→ Qué entregar: Actualiza todas las líneas del material sustituyendo "occluded" por "partially hidden" y deja todo lo demás sin cambios.

→ Material proporcionado:
- - - - -
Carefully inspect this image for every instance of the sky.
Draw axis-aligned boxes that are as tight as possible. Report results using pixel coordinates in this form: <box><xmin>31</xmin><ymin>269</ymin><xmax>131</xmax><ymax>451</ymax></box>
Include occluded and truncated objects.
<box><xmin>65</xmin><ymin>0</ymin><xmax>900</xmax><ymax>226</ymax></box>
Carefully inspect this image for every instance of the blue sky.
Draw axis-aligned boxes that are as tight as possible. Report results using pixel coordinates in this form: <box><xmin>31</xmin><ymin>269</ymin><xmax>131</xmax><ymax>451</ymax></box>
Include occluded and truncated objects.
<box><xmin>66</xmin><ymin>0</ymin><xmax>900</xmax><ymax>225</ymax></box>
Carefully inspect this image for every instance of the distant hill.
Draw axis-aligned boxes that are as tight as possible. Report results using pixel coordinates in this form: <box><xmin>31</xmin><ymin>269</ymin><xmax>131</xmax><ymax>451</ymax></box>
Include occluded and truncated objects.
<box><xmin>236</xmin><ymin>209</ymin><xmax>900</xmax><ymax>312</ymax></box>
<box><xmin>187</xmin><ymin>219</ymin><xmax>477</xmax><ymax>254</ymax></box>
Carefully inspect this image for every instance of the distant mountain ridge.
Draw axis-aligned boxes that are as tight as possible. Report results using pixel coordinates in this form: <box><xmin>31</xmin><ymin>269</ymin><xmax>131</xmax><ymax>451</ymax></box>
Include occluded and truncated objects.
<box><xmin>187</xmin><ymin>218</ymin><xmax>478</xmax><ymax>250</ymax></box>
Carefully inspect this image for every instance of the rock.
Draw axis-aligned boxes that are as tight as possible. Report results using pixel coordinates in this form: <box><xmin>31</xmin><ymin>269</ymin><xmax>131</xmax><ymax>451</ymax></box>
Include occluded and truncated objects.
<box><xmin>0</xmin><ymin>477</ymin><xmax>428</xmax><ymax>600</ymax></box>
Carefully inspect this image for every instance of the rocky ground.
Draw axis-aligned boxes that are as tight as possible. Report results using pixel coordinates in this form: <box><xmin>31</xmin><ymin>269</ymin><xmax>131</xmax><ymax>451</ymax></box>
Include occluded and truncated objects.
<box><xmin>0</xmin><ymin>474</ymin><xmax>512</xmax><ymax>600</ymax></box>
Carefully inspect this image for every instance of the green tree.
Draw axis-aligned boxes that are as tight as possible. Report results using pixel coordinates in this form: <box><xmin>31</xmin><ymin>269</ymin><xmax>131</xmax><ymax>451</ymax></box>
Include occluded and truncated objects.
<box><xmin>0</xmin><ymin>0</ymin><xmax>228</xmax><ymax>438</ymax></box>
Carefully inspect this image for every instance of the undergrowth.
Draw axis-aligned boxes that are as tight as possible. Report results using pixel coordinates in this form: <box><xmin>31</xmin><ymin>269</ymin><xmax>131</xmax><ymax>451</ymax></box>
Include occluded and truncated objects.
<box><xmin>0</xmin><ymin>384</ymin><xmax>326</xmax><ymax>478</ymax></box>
- - - - -
→ Respuesta correcta:
Carefully inspect this image for every instance of the sky.
Draw axis-aligned boxes that are as tight as possible. Report results using pixel coordinates in this form: <box><xmin>31</xmin><ymin>269</ymin><xmax>131</xmax><ymax>451</ymax></box>
Include partially hidden and truncated objects.
<box><xmin>65</xmin><ymin>0</ymin><xmax>900</xmax><ymax>226</ymax></box>
Carefully inspect this image for every instance of the blue sky.
Draw axis-aligned boxes that are as tight as possible. Report results using pixel coordinates in this form: <box><xmin>31</xmin><ymin>269</ymin><xmax>131</xmax><ymax>451</ymax></box>
Include partially hidden and truncated objects.
<box><xmin>66</xmin><ymin>0</ymin><xmax>900</xmax><ymax>225</ymax></box>
Carefully inspect this image for every instance of the distant hill.
Draw axis-aligned boxes that are as tight as possible. Report results using pixel coordinates in this form: <box><xmin>31</xmin><ymin>269</ymin><xmax>131</xmax><ymax>451</ymax></box>
Include partially hidden and truncated objects.
<box><xmin>236</xmin><ymin>209</ymin><xmax>900</xmax><ymax>312</ymax></box>
<box><xmin>187</xmin><ymin>219</ymin><xmax>477</xmax><ymax>254</ymax></box>
Carefully inspect this image for every instance of the distant mountain ridge.
Draw axis-aligned boxes that are as tight as possible. Report results using pixel coordinates in this form: <box><xmin>31</xmin><ymin>269</ymin><xmax>131</xmax><ymax>451</ymax></box>
Include partially hidden and truncated objects.
<box><xmin>187</xmin><ymin>218</ymin><xmax>478</xmax><ymax>250</ymax></box>
Carefully inspect this image for every instance of the rock.
Draw axis-aligned boxes that are as tight as possible. Report results using pixel coordinates in this form: <box><xmin>31</xmin><ymin>269</ymin><xmax>131</xmax><ymax>451</ymax></box>
Include partially hidden and truncated objects.
<box><xmin>0</xmin><ymin>477</ymin><xmax>428</xmax><ymax>600</ymax></box>
Carefully inspect this image for every instance of the rocky ground.
Draw axis-aligned boxes that are as tight as possible. Report results using pixel coordinates in this form: <box><xmin>31</xmin><ymin>269</ymin><xmax>131</xmax><ymax>451</ymax></box>
Include partially hidden and truncated objects.
<box><xmin>0</xmin><ymin>474</ymin><xmax>512</xmax><ymax>600</ymax></box>
Carefully inspect this image for every instance of the green tree.
Draw axis-aligned boxes that are as tight as possible. Report results using pixel coordinates in this form: <box><xmin>31</xmin><ymin>269</ymin><xmax>131</xmax><ymax>451</ymax></box>
Include partially hidden and truncated objects.
<box><xmin>0</xmin><ymin>0</ymin><xmax>228</xmax><ymax>438</ymax></box>
Carefully inspect this image for every instance of the undergrowth.
Draw axis-aligned boxes that are as tight as possible. Report results using pixel coordinates in this form: <box><xmin>31</xmin><ymin>269</ymin><xmax>131</xmax><ymax>451</ymax></box>
Include partially hidden and truncated objects.
<box><xmin>0</xmin><ymin>384</ymin><xmax>326</xmax><ymax>478</ymax></box>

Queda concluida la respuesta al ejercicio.